- Study questions -
1. In the wish list commentary, in what year were the CutCo knives bought?
2. In the wish list commentary, take the passage starting with "No Batteries Flashlight/Lantern" and going on through "Flannel Sheets--no flowers!", and replace "spelunking" with "caving".

- Source extract -
----
I'm crossing my fingers that they will think it's fun to laugh at themselves too, just like I do. I'd be willing to provide a long list of times I have made fun of myself. (see archive, left hand sidebar)
The following is the wish list, with commentary.
Cutlery Set with Steak Knives
This is really nothing compared to what's coming up. But I think this would be a funny item to buy in New York and bring on an airplane. Also I recall being told that those CutCo knives we bought in '98 would last forever. Forever never seems to be around when it ends, eh?
No Batteries Flashlight/Lantern
What's going on? Really?!! A flashlight? What's next...you want a can opener? Some twine? I think it's my job as the starving artist to ask for things like flashlights. Is there a spelunking expedition in the future? A possible tornado? A stock market crash?
Queen Size Flannel Sheets--no flowers!
Again with the what-an-exciting-gift thing. I guess she did ask for socks for like, five years in a row. Maybe she doesn't trust me to pick out anything special or complicated. What's going on here? I tend to feel people are best at picking out their own sheets, especially when they're telling me to avoid florals. Jesus. What then? Trucks? Solids? Calico? Calico is a flower. My sheets are patterned with bleach stains, and I like that. Something about this feels uncomfortable to me.
----
Data items:
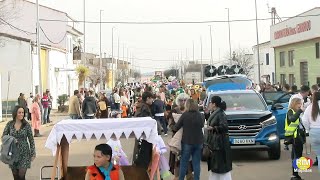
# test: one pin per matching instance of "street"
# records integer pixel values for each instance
(246, 165)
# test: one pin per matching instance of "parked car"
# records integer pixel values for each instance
(251, 125)
(252, 117)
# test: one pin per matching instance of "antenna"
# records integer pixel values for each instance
(274, 15)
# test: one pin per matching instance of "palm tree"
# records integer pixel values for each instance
(82, 72)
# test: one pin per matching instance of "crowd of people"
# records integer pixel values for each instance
(175, 110)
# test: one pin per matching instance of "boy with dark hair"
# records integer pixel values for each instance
(143, 107)
(103, 167)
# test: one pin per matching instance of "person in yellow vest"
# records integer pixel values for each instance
(295, 132)
(103, 169)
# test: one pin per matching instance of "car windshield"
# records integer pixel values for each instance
(228, 83)
(243, 102)
(271, 97)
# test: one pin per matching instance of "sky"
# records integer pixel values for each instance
(159, 46)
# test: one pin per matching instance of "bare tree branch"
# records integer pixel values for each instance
(243, 58)
(94, 76)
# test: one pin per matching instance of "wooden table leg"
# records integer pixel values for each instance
(64, 156)
(54, 169)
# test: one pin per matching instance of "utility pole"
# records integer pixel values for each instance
(39, 49)
(101, 80)
(257, 32)
(127, 67)
(211, 59)
(112, 82)
(229, 37)
(193, 50)
(201, 59)
(84, 38)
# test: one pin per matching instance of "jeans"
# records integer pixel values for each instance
(187, 150)
(45, 115)
(315, 142)
(296, 153)
(88, 117)
(74, 116)
(162, 121)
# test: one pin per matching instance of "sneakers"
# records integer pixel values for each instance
(296, 178)
(286, 147)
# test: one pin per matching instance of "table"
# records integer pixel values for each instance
(64, 131)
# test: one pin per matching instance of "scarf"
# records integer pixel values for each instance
(106, 172)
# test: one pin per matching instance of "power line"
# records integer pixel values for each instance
(14, 27)
(175, 22)
(52, 41)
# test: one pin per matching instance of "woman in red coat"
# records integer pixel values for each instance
(36, 116)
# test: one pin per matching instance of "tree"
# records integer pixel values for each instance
(8, 13)
(94, 76)
(244, 59)
(136, 74)
(82, 72)
(170, 72)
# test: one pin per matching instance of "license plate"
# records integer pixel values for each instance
(244, 141)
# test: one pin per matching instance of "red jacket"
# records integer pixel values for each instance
(95, 174)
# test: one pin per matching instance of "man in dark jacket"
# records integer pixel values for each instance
(143, 107)
(158, 109)
(89, 106)
(142, 151)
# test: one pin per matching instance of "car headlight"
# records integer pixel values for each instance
(269, 122)
(272, 137)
----
- Solutions for each task -
1. They were bought in '98.

2.
No Batteries Flashlight/Lantern
What's going on? Really?!! A flashlight? What's next...you want a can opener? Some twine? I think it's my job as the starving artist to ask for things like flashlights. Is there a caving expedition in the future? A possible tornado? A stock market crash?
Queen Size Flannel Sheets--no flowers!